- _Text shown_
Ask James Caan – Issue 91
What’s the biggest transition you have made in your career? According to the Career Transition Partnership, each year, over 18,500 service leavers enter the civilian job market, including highly trained engineers, trainers, administrators, nurses, chefs and managers – all seeking to get the most out of life outside the forces.
Ex-military service leavers make highly skilled, committed and capable employees, and as such, are big in demand for many organisations. But getting employers to realise this isn’t always as straight forward as it first seems.
Take Martin for example, a police officer and ex-army recruit who’s due to leave the service this summer.
‘I served with the British Army for 16 years after leaving school and have spent the last 21 years as a Police Officer.
‘I am currently studying for some business qualifications I am not ready to give up work yet, and believe I have a lot to offer a future employer and very keen to secure a future position.’
Martin, the transition to civilian life or ‘civvy street’ can be extremely challenging, especially when identifying how to transfer skills to civilian employment. Not only do our service men and women have to battle with readjusting to a new environment, but a disproportionate number struggle to find suitable roles that will do their experience justice, typically because few employers understand the value they can bring to a company.
But finding the right company isn’t an impossible task. In fact, businesses that have already realised the benefits of employing ex-military personnel, include BT, UPS and British Gas. Last year, BT alone created c200 ex-military personnel through their fast-track recruitment programme.
You will find the skills you have gained in your army and police careers, a major advantage for many different employers outside the police service. Skills such as motivation, loyalty and integrity are always high on the agenda of hiring managers – the hurdle for you, Martin, is demonstrating how these skills apply to a different working environment.
Have you thought about the types of roles you would like to apply for? Whilst the security and protection industry are perhaps the more obvious options, your business qualification will certainly help you to improve your career prospects in the commercial world.
You mentioned you had your CV written by a professional company. I’m sure it goes without saying, this needs to be written in terms civilian employers will understand. Make sure your resume is jargon free, and that acronyms have been replaced with terms that employers can recognise.
Many ex-military personnel have had some sort of specialist training, whether that’s engineering, logistics or medical – the list goes on. Also, your commitment to completing your business qualification demonstrates your proven ability and motivation to learn new skills – a much sought after quality by employers.
There are many resources dedicated to helping ex-service men and women transition into a civilian work environment, including specialised job boards such as www.jobsforexpolice.com/ and www.civvyjobs.com. There are also several agencies that re-employ ex police officers, many run by ex-service members – so make sure leverage all that is available to you.
I also suggest talking with other transitioning or former service members. Ask them for career tips and advice on the civilian world of work and let them know you’re looking for a job.
Although making the transition from the police force to a civilian job may be tricky, I strongly believe with your ambition, skills and experience, you’ll be an asset to any team. It’s knowing where to look and how to market yourself correctly that will ultimately set you apart.

Referring expression data
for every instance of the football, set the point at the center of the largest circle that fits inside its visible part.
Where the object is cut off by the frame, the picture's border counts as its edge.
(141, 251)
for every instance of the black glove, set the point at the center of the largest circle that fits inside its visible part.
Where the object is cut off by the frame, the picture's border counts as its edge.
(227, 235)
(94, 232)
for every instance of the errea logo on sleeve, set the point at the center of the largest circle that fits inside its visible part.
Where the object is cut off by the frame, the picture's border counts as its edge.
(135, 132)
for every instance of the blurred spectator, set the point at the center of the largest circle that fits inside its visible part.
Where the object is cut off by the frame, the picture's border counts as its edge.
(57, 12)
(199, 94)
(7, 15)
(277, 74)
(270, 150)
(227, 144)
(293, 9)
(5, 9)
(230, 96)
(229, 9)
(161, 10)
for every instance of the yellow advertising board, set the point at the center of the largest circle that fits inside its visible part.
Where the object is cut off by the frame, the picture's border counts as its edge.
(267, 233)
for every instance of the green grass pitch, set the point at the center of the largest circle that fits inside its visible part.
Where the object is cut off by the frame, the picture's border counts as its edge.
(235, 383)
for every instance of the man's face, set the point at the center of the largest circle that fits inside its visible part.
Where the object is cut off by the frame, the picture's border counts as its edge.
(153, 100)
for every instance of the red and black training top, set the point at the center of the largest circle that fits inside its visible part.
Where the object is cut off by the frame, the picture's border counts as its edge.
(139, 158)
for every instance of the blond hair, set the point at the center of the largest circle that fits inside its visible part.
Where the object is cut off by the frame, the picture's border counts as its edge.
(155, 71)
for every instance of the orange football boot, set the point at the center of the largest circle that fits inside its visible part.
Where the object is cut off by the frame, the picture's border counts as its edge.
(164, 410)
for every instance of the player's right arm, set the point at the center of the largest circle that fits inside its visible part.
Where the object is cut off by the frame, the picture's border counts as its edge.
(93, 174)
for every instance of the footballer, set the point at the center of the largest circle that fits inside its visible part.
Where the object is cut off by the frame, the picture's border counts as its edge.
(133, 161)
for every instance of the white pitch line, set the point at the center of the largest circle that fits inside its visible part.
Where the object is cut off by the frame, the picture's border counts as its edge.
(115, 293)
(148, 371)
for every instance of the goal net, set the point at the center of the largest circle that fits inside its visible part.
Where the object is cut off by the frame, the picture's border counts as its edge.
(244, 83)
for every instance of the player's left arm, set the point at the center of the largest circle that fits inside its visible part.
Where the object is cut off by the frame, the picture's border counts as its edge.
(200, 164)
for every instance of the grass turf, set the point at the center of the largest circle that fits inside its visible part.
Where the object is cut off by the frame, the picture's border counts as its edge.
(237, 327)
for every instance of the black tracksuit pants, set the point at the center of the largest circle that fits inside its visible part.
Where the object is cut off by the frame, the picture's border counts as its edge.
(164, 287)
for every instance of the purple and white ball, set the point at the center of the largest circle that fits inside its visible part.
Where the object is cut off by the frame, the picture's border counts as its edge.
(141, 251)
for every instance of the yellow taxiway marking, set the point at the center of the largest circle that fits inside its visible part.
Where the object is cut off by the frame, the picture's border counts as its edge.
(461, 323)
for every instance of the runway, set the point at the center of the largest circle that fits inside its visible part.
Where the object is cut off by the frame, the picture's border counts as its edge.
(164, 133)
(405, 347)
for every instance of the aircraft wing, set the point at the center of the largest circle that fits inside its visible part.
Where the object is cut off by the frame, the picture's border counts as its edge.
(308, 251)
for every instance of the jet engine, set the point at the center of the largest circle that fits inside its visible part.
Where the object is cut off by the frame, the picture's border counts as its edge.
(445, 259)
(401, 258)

- _Questions on the material_
A – Using the advice column, decide whether each statement agrees with it, answering yes or no and quoting the words that decide it: (i) Martin served with the British Army for 16 years. (ii) Over 18,500 service leavers enter the civilian job market each year. (iii) Martin should keep military acronyms in his CV.
B – Retype everything in the advice column from "Many ex-military personnel" down to "quality by employers.".

- _Set of answers_
A –
(i) Yes: "I served with the British Army for 16 years after leaving school"
(ii) Yes: "each year, over 18,500 service leavers enter the civilian job market"
(iii) No: "Make sure your resume is jargon free, and that acronyms have been replaced with terms that employers can recognise."

B –
Many ex-military personnel have had some sort of specialist training, whether that’s engineering, logistics or medical – the list goes on. Also, your commitment to completing your business qualification demonstrates your proven ability and motivation to learn new skills – a much sought after quality by employers.